▶ **Request 1**
Answer these questions using the text on cultural fluency:
(a) Where do English learners go to learn what can't be taught via grammar?
(b) What name does the guide give to phrases for communicating when you do not understand spoken English?
(c) How many culturally indelicate responses does the overview cover?
▶ **Request 2**
Write the next part of the text on cultural fluency, picking up after its final line.

▶ **Reading text**

------------------------------------

Cultural fluency is the understanding and effective use of the hidden cultural currents of communication. It’s how effective communicators use the language to connect with others, how they break and transcend the rules, and how they feel and flow in communication.  It is an awareness of the ways culture operates in communication and conflict, and the ability to respond effectively to these differences.

These are not rigid universal grammar rules that can be easily mapped, but dynamic and subjective tendencies that are the essence of effective communication. They are the subtle aspects of the language that grammarticians trip over, and it’s why traditional, grammar-based methods are far from complete.

In its essence, cultural fluency is how communication is influenced by attitudes, body language, customs, and other intangible and often ambiguous aspects of communication that are not easy to perceive. It is complicated, multi-faceted, and multi-disciplinary, and it is generally unconscious. This is why English learners go to other countries to learn what can’t be taught via grammar.

But if you can find a way to learn and teach this stuff, it is dynamite for your English fluency. This guide will teach you an important aspect of the cultural fluency system that we teach every student here at Real Life English.

You may have learned many of these things already, but as you read, think about how you respond, and make these a part of your English today.

Survival Phrases and Cultural Fluency

Let’s start with the basic cultural fluency problems that MOST SPEAKERS OF ALL LEVELS still encounter:

How to communicate when you do not understand spoken English.

We call these survival phrases, but I would like to emphasize that learners of all levels make these mistakes, including, believe it or not, a lot of non-native teachers. And I haven’t seen anybody do a good job teaching these.

Here’s a quick overview of the top 6 culturally indelicate responses English speakers/learners make when they don’t understand something.

You generally SHOULD NOT respond in the following ways in English:

  • “What?”
  • “I didn’t/don’t Understand”
  • “uhhh?” or some other sound
  • Confused/puzzled look
  • Body language expressing fear or frustration toward the speaker
  • Looking for help from another person (*beginners)

------------------------------------

▶ **Supplied data**

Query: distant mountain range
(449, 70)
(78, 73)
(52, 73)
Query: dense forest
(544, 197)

------------------------------------

▶ **Task answer 1**
(a) To other countries.
(b) Survival phrases.
(c) Six.

▶ **Task answer 2**
*The 1st video demonstrates THE INCORRECT use of cultural communication.

*The same conversation with the CORRECT use of cultural communication.

In brief, as an English learner, you should not use these responses because they are often consciously or unconsciously perceived as indelicate, abrasive, and they may unconsciously impede fluid communication. They can also make the person you are speaking to feel unnatural, and you might even seem rude/impolite.

Even though the above responses are technically grammatically correct, they do nothing to relax the conversation or help people connect with fluid communication.

So, while native speakers may communicate in the above manner occasionally, in specific situations, it is recommended that you use these until you have a deep cultural understanding of the language.

This lesson is going to explore an important aspect of the solution: SURVIVAL PHRASES.

Survival phrases are the key phrases and responses that provide a safe and natural structure to increase cultural fluency, to relax communication, and facilitate not only your confidence and social skills, but also your ability to flow in spoken English.

First, let’s do a quick review of some examples of ineffective/indelicate cultural communication.

Are You Making These Cultural Mistakes When You Speak English? 

A few days ago, Real Life English had another monthly international English speaking party in Belo Horizonte, Brazil. There were about 150 attendees of all English levels, including many native speakers.

Here’s a conversation I had with an intermediate English speaker:

scaredMe: So what do you do enjoy about your job?

Girl: WhaT? (sharp “t” sound”)

Me: What do you enjoy about your job? (more slowly)

Girl: (Confused look- and then she said, “What do I enjoy??? Enjoy?!?!?!?! I don’t understand. Speak in Portuguese.”)

Her inability to investigate the meaning of just one word, by saying “what does ENJOY mean?” decreased the quality of our conversation. It didn’t flow in a natural way because the girl didn’t have strong survival phrases, and this made me feel awkward talking with her.

She had solid grammar, and although she needed work on her listening, she should have been capable of communicating fluently. Because of her lack cultural fluency, however, she had very low confidence, and poor communication strategies.

When she said “what?,” something in me closed and I felt like she was interrogating me. Because I’m experienced with this and teach it all the time, I taught her what you’re going to learn today.

Not only did she start speaking more English, but an hour later I saw her having a fluent conversation, using the phrases, and speaking with way more confidence.

Obviously she was the same girl, with the same grammar level, but she was speaking A LOT better because she learned simple cultural fluency strategies.

This happens ALL THE TIME, and not just with beginning or intermediate speakers (although it is more evident in these cases). The same thing happens with advanced speakers, and surprisingly, even a lot of non-native teachers.

If you do not have an intuitive feel for the human and cultural elements of English communication, native speakers will feel less comfortable and natural speaking with you.

When this happens, I often speak slower because you probably won’t understand many aspects of my pronunciation, and this will force me to make a conscious effort to use easier words.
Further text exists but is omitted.